# Gösterilen satırlar:
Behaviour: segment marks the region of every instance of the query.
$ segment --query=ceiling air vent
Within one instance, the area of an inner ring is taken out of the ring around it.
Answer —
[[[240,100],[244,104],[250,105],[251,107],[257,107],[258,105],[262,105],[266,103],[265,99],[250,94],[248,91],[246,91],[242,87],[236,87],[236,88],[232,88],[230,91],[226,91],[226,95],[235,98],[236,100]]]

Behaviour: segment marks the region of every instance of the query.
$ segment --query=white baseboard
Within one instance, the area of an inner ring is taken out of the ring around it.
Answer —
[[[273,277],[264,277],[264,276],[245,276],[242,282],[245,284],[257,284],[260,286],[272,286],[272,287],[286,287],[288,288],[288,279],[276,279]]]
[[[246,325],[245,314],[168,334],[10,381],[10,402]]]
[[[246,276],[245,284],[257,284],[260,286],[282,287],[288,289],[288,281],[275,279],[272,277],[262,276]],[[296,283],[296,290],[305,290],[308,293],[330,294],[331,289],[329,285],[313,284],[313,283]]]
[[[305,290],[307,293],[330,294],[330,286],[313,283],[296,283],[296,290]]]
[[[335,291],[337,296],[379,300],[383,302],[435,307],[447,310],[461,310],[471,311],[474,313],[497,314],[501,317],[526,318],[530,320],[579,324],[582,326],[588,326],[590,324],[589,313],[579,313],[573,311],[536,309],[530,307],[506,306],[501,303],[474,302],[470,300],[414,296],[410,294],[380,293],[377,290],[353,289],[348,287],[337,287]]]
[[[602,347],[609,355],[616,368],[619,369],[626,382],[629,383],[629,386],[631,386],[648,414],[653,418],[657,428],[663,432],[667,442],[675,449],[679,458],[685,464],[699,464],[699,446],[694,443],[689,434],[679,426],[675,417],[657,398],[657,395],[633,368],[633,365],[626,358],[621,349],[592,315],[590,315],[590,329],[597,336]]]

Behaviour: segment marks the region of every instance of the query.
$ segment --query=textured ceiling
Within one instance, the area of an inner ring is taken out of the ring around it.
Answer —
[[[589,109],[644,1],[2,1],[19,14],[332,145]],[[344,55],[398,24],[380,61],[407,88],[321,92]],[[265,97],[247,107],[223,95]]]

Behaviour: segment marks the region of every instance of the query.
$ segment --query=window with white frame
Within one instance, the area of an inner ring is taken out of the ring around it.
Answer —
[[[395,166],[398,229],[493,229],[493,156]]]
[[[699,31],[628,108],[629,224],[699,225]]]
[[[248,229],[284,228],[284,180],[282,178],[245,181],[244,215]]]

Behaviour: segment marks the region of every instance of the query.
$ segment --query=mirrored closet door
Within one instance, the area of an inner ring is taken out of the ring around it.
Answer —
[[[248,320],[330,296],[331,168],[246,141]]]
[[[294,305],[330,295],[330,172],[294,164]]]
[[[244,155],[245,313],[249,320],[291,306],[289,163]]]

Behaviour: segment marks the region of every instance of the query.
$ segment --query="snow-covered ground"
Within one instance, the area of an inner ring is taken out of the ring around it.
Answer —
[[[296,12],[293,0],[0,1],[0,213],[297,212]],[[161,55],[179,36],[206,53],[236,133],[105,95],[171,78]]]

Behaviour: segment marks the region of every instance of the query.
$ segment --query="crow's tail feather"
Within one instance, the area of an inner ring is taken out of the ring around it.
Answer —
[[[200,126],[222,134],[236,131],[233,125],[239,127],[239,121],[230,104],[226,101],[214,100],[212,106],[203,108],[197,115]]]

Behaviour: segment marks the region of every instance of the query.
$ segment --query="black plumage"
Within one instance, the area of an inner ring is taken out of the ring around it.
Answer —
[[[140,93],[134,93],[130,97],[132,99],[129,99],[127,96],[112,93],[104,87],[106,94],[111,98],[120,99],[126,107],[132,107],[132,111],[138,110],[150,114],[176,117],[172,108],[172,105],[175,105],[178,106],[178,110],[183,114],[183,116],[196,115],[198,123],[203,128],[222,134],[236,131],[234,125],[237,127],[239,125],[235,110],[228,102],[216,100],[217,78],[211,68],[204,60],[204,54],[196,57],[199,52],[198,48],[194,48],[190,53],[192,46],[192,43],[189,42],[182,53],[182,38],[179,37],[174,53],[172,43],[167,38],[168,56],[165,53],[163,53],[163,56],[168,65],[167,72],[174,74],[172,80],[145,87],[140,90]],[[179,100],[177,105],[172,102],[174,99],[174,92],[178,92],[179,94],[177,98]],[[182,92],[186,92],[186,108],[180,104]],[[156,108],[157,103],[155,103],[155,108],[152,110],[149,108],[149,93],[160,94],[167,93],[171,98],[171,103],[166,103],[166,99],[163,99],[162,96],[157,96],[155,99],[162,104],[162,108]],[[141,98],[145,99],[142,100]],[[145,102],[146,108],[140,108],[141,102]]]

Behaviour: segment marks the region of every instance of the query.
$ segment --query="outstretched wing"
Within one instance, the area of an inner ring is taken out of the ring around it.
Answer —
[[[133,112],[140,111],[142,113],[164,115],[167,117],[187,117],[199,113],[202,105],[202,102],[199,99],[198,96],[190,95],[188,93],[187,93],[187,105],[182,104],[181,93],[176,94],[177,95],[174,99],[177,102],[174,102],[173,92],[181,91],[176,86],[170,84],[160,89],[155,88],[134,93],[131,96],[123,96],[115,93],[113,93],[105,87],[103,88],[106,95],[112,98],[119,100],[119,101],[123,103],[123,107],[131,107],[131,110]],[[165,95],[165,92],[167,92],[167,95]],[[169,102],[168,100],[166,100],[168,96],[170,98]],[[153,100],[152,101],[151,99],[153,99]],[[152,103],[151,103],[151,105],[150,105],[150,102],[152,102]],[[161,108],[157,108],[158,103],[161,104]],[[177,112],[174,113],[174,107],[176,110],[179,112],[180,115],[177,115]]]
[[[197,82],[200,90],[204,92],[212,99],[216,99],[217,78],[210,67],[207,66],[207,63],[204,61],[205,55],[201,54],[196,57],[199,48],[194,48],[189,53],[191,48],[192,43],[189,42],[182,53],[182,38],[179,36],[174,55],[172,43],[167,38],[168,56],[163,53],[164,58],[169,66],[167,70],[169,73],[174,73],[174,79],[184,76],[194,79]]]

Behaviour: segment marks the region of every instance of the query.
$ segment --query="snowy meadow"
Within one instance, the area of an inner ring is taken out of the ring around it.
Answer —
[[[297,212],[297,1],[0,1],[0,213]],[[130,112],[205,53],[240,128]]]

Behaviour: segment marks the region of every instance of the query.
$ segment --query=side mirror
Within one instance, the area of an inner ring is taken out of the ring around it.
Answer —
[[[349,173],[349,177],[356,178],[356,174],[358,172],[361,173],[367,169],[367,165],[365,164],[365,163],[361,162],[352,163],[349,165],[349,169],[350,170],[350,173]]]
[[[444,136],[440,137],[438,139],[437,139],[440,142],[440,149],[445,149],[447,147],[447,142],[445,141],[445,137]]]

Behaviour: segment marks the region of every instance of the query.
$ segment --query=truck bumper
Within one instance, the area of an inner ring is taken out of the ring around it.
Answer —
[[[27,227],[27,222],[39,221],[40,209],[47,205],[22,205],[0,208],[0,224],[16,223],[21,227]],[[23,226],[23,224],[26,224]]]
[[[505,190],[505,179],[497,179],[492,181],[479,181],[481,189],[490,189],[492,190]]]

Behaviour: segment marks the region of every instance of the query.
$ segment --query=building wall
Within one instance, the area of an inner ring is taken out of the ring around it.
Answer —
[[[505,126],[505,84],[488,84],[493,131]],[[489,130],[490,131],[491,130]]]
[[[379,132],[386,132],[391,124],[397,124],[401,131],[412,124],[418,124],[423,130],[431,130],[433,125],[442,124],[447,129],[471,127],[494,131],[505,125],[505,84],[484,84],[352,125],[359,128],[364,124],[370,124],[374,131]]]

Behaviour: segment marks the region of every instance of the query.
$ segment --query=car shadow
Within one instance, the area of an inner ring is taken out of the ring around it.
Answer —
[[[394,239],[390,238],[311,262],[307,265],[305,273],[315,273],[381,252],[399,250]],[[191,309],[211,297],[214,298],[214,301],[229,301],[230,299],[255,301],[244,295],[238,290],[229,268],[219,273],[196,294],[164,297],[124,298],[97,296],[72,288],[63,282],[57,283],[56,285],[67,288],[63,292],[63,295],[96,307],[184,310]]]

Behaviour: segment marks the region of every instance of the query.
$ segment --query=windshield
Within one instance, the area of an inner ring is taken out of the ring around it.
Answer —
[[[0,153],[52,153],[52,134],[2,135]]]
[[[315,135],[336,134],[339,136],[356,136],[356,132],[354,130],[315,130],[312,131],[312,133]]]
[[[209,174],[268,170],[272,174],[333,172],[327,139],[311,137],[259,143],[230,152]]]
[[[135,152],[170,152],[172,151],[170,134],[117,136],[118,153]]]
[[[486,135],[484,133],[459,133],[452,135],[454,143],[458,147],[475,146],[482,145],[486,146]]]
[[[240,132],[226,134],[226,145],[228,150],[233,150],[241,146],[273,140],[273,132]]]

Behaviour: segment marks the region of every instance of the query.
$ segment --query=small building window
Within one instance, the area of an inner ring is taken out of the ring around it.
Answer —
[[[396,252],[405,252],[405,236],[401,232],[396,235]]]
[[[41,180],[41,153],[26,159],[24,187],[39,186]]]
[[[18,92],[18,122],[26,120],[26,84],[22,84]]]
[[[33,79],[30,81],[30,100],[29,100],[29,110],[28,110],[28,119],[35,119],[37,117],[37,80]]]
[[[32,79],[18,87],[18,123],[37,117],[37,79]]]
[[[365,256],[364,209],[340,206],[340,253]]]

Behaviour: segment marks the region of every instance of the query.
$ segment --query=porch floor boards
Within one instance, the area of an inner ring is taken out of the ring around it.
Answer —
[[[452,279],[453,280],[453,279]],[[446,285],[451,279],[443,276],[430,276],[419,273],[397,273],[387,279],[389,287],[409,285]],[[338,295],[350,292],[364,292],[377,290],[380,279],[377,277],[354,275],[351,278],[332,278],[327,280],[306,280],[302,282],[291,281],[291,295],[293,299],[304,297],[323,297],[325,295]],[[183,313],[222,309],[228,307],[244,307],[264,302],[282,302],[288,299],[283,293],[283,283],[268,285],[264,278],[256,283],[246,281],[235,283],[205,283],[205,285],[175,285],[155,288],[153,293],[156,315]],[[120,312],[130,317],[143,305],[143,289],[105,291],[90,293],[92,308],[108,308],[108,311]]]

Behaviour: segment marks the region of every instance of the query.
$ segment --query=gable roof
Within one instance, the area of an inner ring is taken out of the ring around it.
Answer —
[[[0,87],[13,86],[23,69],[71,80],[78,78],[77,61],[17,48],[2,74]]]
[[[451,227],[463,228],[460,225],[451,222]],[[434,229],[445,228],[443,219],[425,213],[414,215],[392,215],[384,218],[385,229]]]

# Yapılacak iş:
Yukarıdaki satırlardan kaçında "window" kelimesinin geçtiğini yalnızca sayıyla belirtin.

# Bu işin çözümü:
2